Records of labeled points:
|---|
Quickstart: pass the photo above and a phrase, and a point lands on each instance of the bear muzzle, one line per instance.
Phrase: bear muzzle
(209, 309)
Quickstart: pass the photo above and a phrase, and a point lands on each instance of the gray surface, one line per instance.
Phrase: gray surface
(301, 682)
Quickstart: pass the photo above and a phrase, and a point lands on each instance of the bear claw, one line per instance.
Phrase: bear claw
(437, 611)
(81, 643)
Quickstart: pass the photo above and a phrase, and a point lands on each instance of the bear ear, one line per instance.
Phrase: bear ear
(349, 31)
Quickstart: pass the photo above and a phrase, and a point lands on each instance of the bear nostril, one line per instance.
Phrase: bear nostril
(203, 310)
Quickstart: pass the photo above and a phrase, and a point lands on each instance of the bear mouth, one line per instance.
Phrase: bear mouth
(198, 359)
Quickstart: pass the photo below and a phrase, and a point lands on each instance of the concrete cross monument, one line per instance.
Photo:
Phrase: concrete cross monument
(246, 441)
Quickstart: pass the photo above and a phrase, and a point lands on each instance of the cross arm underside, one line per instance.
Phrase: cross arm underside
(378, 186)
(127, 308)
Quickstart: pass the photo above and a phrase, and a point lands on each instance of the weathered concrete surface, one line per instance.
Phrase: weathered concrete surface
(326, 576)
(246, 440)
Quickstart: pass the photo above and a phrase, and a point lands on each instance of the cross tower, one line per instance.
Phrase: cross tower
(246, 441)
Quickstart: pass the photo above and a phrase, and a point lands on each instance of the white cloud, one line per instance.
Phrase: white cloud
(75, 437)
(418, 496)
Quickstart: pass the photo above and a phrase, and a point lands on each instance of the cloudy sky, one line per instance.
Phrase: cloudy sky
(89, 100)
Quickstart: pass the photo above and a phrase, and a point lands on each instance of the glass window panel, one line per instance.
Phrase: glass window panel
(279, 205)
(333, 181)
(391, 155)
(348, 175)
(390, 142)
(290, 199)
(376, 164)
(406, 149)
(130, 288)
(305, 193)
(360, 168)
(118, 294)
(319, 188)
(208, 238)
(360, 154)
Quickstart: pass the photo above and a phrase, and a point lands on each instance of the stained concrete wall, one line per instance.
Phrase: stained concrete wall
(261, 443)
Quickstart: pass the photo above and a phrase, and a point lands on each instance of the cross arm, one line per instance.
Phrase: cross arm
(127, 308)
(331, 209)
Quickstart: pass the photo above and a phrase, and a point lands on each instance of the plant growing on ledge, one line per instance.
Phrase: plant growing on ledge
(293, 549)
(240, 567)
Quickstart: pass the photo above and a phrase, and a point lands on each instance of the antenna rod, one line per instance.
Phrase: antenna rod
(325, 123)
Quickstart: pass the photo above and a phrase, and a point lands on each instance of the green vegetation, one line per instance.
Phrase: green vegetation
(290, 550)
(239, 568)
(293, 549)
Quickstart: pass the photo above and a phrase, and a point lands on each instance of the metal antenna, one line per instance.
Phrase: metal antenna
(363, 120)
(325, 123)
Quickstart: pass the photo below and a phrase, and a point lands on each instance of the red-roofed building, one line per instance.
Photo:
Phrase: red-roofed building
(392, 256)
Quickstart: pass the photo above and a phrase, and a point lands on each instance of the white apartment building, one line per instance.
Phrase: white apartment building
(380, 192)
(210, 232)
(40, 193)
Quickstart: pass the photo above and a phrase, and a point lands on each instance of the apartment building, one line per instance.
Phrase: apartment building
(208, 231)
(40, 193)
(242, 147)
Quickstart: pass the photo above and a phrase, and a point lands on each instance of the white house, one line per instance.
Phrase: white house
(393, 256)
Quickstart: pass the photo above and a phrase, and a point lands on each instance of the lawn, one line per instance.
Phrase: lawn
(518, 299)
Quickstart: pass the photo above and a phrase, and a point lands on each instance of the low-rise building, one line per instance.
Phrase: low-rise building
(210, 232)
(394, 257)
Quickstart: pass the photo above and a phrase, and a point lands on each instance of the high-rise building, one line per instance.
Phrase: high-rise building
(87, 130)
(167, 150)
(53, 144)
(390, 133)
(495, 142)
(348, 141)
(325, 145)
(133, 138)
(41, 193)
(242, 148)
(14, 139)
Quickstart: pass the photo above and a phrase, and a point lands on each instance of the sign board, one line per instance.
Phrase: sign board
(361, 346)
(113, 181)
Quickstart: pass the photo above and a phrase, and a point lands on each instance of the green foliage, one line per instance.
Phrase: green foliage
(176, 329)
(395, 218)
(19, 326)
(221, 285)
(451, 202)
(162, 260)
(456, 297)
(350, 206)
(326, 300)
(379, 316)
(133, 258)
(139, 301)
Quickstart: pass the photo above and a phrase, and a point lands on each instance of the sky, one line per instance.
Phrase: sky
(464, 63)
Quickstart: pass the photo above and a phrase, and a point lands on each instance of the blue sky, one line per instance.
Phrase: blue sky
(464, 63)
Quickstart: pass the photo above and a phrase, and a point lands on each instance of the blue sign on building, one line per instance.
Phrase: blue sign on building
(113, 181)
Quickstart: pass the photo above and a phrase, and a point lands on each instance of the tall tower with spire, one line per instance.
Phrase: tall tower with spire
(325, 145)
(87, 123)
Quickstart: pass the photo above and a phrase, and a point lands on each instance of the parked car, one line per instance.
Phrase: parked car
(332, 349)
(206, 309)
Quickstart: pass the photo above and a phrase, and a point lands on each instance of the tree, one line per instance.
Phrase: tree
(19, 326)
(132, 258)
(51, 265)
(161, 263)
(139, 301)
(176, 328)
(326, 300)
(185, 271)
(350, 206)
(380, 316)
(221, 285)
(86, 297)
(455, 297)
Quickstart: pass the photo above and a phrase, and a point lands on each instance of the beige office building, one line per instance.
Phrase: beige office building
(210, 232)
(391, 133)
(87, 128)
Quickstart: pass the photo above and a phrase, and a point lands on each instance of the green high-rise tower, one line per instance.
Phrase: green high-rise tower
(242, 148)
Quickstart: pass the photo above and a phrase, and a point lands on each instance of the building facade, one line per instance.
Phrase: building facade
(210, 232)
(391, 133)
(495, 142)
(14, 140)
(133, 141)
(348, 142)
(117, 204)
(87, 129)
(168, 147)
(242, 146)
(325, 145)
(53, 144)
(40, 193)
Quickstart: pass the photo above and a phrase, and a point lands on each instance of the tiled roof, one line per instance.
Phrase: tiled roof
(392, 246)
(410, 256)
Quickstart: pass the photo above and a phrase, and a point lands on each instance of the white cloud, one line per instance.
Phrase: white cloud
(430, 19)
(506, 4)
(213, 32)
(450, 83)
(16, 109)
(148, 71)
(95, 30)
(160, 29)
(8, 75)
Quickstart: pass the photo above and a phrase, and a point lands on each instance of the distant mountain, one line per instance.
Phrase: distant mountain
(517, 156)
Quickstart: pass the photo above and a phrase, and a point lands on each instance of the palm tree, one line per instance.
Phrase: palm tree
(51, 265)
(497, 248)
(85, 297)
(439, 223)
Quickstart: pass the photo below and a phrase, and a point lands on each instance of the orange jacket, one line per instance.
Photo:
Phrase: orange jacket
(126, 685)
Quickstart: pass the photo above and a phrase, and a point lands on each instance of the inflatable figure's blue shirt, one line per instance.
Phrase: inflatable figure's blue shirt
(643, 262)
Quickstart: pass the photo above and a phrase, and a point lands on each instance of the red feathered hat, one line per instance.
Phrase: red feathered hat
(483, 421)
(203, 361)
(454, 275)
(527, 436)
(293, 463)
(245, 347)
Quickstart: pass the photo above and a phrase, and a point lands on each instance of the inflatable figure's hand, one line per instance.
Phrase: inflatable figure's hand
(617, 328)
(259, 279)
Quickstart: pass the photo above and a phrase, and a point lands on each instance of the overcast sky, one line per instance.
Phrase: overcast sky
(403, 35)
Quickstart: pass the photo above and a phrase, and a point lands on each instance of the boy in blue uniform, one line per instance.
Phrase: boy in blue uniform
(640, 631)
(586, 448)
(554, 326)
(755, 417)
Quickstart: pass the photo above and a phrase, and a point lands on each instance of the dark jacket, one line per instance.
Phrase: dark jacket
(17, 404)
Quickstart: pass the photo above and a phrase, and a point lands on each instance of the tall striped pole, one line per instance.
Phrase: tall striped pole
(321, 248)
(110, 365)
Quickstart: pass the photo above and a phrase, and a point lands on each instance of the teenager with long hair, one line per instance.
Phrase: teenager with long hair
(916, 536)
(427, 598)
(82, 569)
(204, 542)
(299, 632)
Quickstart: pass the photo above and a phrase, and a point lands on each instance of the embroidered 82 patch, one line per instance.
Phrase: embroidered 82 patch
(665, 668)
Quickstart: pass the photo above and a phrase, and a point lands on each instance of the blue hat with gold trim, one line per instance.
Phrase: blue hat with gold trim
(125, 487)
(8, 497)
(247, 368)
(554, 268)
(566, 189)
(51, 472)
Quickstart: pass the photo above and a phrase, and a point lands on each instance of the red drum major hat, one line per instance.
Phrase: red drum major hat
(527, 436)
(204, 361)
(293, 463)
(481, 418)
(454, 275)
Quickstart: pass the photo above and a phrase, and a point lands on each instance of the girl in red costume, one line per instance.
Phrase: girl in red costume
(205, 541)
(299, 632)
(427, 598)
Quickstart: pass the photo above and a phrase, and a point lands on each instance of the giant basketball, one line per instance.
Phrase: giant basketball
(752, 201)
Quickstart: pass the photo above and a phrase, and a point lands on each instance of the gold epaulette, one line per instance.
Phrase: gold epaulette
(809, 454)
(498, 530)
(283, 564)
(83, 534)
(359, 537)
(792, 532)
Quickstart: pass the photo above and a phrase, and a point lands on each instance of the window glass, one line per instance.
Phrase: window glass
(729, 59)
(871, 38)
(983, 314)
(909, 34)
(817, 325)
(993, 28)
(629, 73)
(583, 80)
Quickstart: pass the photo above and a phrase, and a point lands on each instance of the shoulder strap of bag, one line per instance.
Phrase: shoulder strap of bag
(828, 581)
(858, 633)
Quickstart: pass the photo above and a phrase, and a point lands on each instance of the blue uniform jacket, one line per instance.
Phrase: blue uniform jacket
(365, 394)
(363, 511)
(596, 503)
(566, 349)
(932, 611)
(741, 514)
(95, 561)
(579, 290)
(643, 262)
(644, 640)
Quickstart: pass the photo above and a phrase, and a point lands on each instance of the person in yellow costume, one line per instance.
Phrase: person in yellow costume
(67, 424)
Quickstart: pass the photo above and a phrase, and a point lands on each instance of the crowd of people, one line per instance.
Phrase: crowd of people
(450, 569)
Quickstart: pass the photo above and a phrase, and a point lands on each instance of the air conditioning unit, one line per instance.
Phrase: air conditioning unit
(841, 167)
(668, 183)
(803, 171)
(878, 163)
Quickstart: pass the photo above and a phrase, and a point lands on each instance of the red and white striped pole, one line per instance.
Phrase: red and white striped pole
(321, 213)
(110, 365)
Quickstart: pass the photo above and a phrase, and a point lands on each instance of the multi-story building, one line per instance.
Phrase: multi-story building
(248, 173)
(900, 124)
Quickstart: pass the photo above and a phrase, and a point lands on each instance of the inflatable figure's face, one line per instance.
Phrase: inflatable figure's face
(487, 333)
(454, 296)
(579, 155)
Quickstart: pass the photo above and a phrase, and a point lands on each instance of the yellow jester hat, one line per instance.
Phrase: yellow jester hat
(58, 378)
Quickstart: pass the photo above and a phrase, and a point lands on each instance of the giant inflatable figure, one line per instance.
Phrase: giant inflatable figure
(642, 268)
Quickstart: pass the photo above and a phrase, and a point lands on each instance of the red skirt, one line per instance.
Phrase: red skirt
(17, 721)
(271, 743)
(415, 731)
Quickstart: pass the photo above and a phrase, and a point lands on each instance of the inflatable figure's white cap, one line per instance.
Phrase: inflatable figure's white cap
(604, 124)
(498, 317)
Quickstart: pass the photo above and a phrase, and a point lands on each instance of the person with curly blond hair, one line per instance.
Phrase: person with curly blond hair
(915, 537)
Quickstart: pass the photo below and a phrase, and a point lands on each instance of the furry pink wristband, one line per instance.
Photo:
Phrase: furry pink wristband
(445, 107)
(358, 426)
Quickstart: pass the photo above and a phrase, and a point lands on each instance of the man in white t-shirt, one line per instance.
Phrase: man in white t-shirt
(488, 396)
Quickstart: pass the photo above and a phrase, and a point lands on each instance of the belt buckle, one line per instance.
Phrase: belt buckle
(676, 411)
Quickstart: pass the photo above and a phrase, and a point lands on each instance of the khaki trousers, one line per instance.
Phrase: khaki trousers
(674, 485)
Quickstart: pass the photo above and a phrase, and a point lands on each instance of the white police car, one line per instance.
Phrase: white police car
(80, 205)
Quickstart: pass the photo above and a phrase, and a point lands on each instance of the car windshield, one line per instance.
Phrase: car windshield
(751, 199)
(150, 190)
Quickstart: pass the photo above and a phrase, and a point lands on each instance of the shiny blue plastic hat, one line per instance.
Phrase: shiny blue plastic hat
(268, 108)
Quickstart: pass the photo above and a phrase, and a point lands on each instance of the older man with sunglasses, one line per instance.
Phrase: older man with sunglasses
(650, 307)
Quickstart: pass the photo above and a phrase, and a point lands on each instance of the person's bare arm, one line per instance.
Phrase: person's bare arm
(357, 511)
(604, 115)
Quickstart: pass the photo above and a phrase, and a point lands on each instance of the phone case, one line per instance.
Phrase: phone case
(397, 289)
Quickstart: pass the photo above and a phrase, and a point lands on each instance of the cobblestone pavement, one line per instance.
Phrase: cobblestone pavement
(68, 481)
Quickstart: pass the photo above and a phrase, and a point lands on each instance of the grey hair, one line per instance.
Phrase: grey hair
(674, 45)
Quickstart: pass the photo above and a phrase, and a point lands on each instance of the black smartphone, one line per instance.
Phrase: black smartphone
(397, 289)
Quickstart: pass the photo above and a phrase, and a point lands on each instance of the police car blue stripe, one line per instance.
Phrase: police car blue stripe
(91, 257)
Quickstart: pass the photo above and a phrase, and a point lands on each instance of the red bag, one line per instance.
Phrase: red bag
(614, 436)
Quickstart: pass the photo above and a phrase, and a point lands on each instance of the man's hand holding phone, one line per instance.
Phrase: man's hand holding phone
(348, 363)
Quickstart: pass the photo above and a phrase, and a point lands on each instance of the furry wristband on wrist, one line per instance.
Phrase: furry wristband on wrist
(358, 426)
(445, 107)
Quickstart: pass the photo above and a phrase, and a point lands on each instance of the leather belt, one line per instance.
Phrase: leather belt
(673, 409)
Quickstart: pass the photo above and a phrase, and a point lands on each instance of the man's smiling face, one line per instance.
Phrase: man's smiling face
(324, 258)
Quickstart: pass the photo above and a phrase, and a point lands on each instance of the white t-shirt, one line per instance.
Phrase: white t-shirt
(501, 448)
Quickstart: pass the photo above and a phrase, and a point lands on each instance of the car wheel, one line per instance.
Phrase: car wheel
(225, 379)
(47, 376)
|---|
What is needed
Reproduce the data above word for word, starting at the line containing "wheel, one line per instance." and continuing through the end of the data.

Reply
Quickstart: pass the photo above and a phrase, and a point lands on each instance of the car wheel, one line per instance.
Phrase: car wheel
(225, 379)
(47, 376)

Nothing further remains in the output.